*Problem description:* Reproduce exactly the lines beginning with the line that contains "Could you identify the sea" and ending at the final line of the material below.
=-=-=
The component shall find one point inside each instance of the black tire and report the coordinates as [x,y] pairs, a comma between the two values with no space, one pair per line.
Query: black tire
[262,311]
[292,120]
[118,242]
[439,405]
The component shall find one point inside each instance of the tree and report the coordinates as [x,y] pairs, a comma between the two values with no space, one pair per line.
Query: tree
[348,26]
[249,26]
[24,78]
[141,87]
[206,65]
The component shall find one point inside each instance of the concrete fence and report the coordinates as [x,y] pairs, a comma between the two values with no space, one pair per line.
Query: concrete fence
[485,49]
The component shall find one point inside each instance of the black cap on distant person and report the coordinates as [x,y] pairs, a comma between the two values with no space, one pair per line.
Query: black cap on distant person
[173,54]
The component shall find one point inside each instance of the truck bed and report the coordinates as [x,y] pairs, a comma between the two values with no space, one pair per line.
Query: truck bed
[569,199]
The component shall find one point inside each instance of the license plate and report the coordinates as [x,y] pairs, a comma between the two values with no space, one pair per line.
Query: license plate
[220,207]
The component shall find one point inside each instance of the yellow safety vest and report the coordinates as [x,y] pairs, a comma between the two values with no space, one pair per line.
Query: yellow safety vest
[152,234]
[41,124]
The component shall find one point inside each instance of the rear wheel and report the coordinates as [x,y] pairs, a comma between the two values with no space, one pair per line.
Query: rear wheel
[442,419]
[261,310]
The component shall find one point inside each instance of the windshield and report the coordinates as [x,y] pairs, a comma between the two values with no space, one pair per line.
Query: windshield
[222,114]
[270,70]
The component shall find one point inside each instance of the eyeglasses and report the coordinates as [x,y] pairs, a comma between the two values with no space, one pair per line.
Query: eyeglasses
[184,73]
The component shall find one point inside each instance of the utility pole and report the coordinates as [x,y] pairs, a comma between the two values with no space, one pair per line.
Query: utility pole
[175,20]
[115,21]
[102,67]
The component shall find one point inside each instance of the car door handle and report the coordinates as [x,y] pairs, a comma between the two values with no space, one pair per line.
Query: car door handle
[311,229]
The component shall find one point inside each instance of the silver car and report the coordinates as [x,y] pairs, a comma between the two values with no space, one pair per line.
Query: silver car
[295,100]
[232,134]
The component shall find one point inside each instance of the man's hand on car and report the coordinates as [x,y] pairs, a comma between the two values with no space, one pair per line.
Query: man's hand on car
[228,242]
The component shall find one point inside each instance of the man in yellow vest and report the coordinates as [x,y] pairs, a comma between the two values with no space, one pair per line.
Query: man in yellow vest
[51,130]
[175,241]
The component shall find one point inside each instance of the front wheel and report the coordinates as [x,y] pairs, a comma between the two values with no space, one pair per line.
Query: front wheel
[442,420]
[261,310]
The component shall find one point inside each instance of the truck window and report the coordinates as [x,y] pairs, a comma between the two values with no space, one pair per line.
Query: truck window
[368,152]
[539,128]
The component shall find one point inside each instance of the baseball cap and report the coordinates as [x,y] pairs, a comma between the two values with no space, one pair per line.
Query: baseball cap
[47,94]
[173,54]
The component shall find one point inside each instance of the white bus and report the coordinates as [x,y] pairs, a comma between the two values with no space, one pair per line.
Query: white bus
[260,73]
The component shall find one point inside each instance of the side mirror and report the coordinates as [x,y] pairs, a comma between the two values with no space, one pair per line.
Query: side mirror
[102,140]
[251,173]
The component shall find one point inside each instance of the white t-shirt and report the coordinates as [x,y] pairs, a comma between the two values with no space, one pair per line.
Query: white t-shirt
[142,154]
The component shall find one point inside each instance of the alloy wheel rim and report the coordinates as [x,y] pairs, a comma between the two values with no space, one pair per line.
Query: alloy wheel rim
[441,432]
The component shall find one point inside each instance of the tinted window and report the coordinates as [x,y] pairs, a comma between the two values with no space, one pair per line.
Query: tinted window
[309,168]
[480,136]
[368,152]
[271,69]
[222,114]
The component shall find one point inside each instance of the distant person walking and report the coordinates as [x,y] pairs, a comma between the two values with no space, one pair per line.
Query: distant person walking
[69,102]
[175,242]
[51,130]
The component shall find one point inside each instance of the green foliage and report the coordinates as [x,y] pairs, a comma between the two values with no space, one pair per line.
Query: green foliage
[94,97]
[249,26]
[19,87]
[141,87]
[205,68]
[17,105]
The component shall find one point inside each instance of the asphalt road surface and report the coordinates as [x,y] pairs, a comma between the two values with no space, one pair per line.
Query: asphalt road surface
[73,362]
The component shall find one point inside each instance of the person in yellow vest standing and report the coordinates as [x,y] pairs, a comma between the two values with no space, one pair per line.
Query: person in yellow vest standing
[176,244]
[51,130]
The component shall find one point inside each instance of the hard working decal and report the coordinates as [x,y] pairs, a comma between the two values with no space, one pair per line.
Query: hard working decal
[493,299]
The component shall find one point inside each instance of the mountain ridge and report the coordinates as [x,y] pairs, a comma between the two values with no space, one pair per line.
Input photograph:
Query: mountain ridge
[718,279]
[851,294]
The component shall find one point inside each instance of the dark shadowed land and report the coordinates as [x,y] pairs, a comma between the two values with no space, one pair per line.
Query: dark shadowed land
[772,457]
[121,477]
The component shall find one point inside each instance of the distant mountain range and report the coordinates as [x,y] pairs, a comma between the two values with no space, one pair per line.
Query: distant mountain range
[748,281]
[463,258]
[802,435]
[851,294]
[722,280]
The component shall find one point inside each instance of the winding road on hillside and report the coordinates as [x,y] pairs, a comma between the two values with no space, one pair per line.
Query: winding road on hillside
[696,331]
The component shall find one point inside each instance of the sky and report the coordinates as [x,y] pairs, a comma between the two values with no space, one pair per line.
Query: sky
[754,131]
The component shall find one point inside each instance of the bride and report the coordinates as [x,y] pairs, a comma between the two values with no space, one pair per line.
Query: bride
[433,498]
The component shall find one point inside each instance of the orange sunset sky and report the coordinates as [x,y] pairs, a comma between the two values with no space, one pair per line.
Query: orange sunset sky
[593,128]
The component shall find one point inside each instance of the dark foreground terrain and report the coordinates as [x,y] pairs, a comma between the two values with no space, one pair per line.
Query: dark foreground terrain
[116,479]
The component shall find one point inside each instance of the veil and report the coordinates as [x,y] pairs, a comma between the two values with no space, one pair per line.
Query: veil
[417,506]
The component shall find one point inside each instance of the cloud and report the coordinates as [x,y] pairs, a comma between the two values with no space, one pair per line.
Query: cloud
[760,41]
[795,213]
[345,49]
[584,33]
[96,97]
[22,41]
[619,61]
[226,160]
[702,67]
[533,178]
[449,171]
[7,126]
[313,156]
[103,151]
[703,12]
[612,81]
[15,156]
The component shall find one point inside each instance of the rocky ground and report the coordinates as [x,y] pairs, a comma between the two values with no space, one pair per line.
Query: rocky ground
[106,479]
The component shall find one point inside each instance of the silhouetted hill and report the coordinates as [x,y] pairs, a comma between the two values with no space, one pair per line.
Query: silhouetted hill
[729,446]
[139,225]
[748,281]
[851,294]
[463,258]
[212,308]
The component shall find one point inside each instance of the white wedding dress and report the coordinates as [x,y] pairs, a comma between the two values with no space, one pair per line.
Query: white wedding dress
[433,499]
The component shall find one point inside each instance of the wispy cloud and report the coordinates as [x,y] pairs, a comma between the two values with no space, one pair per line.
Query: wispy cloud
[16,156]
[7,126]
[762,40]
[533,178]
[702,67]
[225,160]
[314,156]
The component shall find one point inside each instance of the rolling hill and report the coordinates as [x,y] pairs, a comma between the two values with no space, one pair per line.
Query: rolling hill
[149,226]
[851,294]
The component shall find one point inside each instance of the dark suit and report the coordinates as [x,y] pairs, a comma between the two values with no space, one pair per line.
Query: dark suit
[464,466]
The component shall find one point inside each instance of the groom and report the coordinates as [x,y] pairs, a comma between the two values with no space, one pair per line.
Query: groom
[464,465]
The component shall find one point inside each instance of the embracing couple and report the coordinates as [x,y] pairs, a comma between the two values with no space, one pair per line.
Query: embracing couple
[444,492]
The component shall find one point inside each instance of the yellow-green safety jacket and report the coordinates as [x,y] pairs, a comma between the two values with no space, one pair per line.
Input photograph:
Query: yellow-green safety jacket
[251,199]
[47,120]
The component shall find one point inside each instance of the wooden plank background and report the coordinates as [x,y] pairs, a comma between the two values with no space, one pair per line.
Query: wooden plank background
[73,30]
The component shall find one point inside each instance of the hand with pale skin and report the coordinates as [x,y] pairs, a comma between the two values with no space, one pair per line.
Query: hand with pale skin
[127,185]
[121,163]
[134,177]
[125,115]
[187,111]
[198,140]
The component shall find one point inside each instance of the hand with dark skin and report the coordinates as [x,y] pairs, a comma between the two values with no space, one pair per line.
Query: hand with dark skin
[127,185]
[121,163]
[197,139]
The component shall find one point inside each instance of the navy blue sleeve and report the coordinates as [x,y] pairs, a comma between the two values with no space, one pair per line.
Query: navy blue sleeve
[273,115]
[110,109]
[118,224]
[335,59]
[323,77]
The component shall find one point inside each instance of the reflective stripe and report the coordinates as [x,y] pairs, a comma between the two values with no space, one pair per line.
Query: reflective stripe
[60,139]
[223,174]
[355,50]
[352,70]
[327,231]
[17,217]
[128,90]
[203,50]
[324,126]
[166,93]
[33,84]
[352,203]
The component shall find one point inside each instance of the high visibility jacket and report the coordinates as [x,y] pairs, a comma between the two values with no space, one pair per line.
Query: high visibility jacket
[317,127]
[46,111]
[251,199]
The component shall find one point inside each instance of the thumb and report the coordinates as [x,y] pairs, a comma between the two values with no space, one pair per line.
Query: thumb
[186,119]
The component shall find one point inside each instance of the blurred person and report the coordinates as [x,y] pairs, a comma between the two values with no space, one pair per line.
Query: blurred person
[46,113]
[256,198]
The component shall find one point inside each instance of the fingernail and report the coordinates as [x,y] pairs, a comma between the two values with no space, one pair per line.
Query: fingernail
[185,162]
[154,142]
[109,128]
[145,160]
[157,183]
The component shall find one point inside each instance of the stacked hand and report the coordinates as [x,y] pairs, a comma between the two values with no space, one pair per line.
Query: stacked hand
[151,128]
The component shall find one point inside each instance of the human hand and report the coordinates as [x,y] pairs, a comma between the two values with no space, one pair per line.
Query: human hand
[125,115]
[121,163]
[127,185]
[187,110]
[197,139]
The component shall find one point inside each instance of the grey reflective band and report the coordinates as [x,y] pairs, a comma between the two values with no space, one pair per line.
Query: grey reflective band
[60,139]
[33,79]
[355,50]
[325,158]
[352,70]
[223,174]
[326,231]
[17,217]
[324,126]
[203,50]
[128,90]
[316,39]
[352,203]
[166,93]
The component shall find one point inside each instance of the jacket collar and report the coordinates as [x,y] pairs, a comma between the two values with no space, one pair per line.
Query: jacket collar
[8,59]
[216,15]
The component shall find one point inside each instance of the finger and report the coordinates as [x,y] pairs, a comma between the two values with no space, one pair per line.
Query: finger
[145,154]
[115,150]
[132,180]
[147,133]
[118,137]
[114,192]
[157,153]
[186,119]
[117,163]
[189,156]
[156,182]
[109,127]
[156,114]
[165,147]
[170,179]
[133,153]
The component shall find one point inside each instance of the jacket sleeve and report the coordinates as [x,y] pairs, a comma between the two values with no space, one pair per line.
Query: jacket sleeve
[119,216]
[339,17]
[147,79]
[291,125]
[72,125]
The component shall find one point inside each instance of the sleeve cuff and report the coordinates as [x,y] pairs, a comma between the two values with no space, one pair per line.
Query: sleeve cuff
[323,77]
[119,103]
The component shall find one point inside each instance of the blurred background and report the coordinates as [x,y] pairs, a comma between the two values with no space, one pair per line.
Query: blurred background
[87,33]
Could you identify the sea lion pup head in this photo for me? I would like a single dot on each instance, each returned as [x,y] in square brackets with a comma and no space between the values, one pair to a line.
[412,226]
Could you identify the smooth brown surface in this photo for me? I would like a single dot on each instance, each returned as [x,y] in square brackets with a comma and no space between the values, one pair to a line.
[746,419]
=-=-=
*Solution to this problem:*
Could you identify the sea lion pup head in this photo for me? I would like a single dot on each instance, each returned as [x,y] in square brackets with a comma and no space between the values, one pair to a line.
[412,226]
Could you identify the smooth brown surface in this photo for me? I would like a single dot on each instance, each returned as [x,y] in square brackets with a comma and no space between the values, one pair to a line.
[746,419]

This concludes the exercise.